::: SOURCE PASSAGE :::

Searching Filenames

One of the most common operations in DFIR is searching for files efficiently. When searching for a file, we may search by filename, file content, size or other properties.

Velociraptor has the glob() plugin to search for files using a glob expression. Glob expressions use wildcards to search the filesystem for matches, and these are the most common tool for searching by filename. As we will see below, the glob() plugin is the foundation for many other artifacts.

The glob() plugin searches the filesystem by glob expression. The following represent the syntax of the glob expressions:

  • A * is a wildcard match (e.g. *.exe matches all files ending with “.exe”)
  • Alternatives are expressed as comma separated strings in {}. For example, *.{exe,dll,sys}
  • Velociraptor supports recursive wildcards: A ** denotes recursive search, e.g. C:\Users\**\*.exe. NOTE: A ** must appear in its own path component to be considered a recursive search: C:\Users\mike** will be interpreted the same as C:\Users\mike*
  • A Recursive search ** can be followed by a number representing the depth of recursion search (default 30).

For example, the following quickly searches all users’ home directories for files with “.exe” extension.

SELECT * FROM glob(globs='C:\\Users\\**\\*.exe')

VQL strings can include a backslash escape sequence. Since Windows paths often use backslashes for path separator you will need to escape the backslashes. Alternatively paths can be written with a forward slash / or a raw VQL string can be used - for example this is a bit easier to write:

SELECT * FROM glob(globs='''C:\Users\**\*.exe''')

The glob() plugin is optimized to visit files on the filesystem as quickly as possible. Therefore if multiple glob expressions are provided, the glob() plugin will combine them into a single expression automatically to reduce filesystem access. It is always better to provide multiple glob expressions than to run the glob() plugin multiple times. For example the following will only make a single pass over the filesystem while searching for both exe and dll files.

SELECT * FROM glob(globs=['C:/Users/**/*.exe',
                          'C:/Users/**/*.dll'])

Velociraptor paths are separated by / or \ into path components. Internally, paths are considered as made up of a list of components. Sometimes path component (e.g. a file or directory) can also contain path separator characters in which case the component is quoted in the path.

:::

TASKS AND EXERCISES:
**A.** From the passage on searching filenames, reproduce the text word for word: begin at the words "VQL strings can" and stop after "and dll files.".
**B.** Translate this sentence from the passage on searching filenames into Spanish: "It is always better to provide multiple glob expressions than to run the glob() plugin multiple times."
**C.** List every file extension that appears in the passage on searching filenames.
The records that come after this passage were taken from a separate source.

::: EXTRACTED ENTRIES :::

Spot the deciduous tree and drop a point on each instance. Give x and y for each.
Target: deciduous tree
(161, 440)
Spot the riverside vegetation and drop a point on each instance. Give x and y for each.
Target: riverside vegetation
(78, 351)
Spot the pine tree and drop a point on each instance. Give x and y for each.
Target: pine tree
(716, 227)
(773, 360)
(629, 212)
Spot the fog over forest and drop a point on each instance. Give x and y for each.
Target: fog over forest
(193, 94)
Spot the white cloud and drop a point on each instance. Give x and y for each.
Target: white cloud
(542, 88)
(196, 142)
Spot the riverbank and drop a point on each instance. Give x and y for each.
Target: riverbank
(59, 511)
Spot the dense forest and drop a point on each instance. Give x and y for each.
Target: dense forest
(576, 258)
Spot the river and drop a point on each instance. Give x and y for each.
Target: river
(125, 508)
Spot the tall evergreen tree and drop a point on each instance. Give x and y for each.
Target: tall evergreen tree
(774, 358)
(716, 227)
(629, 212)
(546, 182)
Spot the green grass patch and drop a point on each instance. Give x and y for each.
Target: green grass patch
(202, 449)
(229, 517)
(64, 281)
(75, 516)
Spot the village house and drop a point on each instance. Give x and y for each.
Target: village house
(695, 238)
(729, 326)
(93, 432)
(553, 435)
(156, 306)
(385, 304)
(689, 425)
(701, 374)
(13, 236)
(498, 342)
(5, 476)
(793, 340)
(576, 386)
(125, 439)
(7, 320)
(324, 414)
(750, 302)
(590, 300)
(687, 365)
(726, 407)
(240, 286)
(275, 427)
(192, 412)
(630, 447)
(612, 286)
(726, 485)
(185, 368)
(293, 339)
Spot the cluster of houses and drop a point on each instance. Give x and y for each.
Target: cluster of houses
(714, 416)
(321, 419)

:::

SOLUTIONS BY TASK:
**A.**
VQL strings can include a backslash escape sequence. Since Windows paths often use backslashes for path separator you will need to escape the backslashes. Alternatively paths can be written with a forward slash / or a raw VQL string can be used - for example this is a bit easier to write:

SELECT * FROM glob(globs='''C:\Users\**\*.exe''')

The glob() plugin is optimized to visit files on the filesystem as quickly as possible. Therefore if multiple glob expressions are provided, the glob() plugin will combine them into a single expression automatically to reduce filesystem access. It is always better to provide multiple glob expressions than to run the glob() plugin multiple times. For example the following will only make a single pass over the filesystem while searching for both exe and dll files.

**B.** Siempre es mejor proporcionar varias expresiones glob que ejecutar el plugin glob() varias veces.

**C.** .exe, .dll, .sys